TEXT PROVIDED:
Dismiss Notice
Join Physics Forums Today!
The friendliest, high quality science and math community on the planet! Everyone who loves science is here!

Light speed and space-time distortion

  1. Oct 25, 2004 #1
    what causes space-time to become distorted by traveling at light speed or close to it at a quantum level
  2. jcsd
  3. Oct 26, 2004 #2


    User Avatar
    Staff Emeritus
    Gold Member
    Dearly Missed

    I think this question mixes up intuitions about special relativity with intuitions about general relativity. The basic fact about light in special relativity is that its speed is the same for all unaccelerated observers. So if you had a space station in space, and a rocket travelling fast by it, and the rocket turned on a headlight, the people on the space station and the people on the rocket would see the SAME speed of light; the rocket's own speed wouldn't be added. Once you accept this, then the relative physics between separated observers with a relative speed between them becomes clear. And it is that relative physics, not distortion of spacetime, that makes the contraction and dilation of lengths and times.

    Now in General Relativity, Einstein's theory of gravitation, spacetime is warped, or at least the geometry varies from point to point and time to time. It is momentum and energy (including mass) that warps spacetime and causes orbits and black holes and all.
  4. Oct 26, 2004 #3
    so what if i was traveling at 99% of the speed of light and i pass a space station and shine the light would it get to them the same speed if i was going slower?
  5. Oct 26, 2004 #4


    User Avatar
    Staff Emeritus
    Gold Member
    Dearly Missed

    Yes it would. Light speed is independent of the speed of its source.
  6. Oct 26, 2004 #5
    alright thanx
  7. Nov 3, 2004 #6
    Why exactly is it that light travels at the same speed for all observers? I mean, I understand that observers moving at 99% the speed of light would observe light propogating at the same speed as those who are standing still, but only because this has been drilled into me - not intuitivily or even fully. In fact, now that I think about you, why would you not see light traveling slower?

    - Alisa :bugeye:
  8. Nov 3, 2004 #7


    User Avatar
    Staff Emeritus
    Gold Member
    Dearly Missed

    It's an empirical fact. The first hint of it was the Michelson-Morley experiment. Voigt saw right away this could be explained if the speed of light was independent of its source. Then Lorentz, trying to clean up the Maxwell theory of electromagnetism developed his Transformations that mixed time with space. Finally Einstein deduced the transformaions from the fact that light speed is independent of its source. Later it was found that the postulate that every inertial observer measures the same speed of light was equivalent and made easier derivations.
  9. Nov 4, 2004 #8
    I completely udnerstand how light travels at one speed and all, since they are waves. Another example would be sound. They both travel in waves, and sound emitting from a moving source reaches the observer at the same time despite the speed of the source. Like if your traveling 5 times the speed of sound, the people you pass won't hear you coming untill after you have passed.

STORED RECORDS:
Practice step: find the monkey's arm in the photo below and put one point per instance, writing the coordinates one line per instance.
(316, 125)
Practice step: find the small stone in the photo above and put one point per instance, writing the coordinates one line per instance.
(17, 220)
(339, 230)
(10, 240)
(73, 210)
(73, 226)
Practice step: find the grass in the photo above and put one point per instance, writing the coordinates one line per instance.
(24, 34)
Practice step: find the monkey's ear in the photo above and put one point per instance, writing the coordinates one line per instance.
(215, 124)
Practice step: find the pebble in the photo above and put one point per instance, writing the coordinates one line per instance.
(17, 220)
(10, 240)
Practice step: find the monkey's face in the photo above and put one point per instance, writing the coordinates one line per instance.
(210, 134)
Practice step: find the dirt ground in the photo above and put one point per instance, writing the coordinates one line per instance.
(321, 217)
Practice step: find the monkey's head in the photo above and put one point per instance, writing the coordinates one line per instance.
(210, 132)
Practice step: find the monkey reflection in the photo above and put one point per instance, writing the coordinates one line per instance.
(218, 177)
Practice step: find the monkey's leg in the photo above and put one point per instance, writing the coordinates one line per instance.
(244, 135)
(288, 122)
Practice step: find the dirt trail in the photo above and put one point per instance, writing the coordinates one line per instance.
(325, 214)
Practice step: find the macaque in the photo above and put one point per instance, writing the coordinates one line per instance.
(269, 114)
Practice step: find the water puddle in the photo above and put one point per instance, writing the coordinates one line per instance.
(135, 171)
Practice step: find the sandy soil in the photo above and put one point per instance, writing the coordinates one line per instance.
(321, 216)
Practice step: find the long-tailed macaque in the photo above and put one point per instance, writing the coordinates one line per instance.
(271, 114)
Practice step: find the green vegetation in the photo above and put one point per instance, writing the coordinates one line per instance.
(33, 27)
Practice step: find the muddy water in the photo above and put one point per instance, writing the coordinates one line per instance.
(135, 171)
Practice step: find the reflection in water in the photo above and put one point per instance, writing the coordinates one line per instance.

WHAT THIS EXERCISE ASKS:
**1)** Print everything in the thread on light speed from "Yes it would." down to "light traveling slower?".
**2)** Answer these from the thread on light speed:
(a) What experiment gave the first hint that light's speed is the same for all observers?
(b) In General Relativity, what warps spacetime?
(c) Which theory was Lorentz trying to clean up when he developed his Transformations?
**3)** Translate this sentence from the thread on light speed into Spanish: "Light speed is independent of the speed of its source."
The data is separate material and has no connection to the thread on light speed.

REPLIES:
**1)**
Yes it would. Light speed is independent of the speed of its source.
  6. Oct 26, 2004 #5
    alright thanx
  7. Nov 3, 2004 #6
    Why exactly is it that light travels at the same speed for all observers? I mean, I understand that observers moving at 99% the speed of light would observe light propogating at the same speed as those who are standing still, but only because this has been drilled into me - not intuitivily or even fully. In fact, now that I think about you, why would you not see light traveling slower?

**2)**
(a) The Michelson-Morley experiment.
(b) Momentum and energy, including mass.
(c) The Maxwell theory of electromagnetism.

**3)** La velocidad de la luz es independiente de la velocidad de su fuente.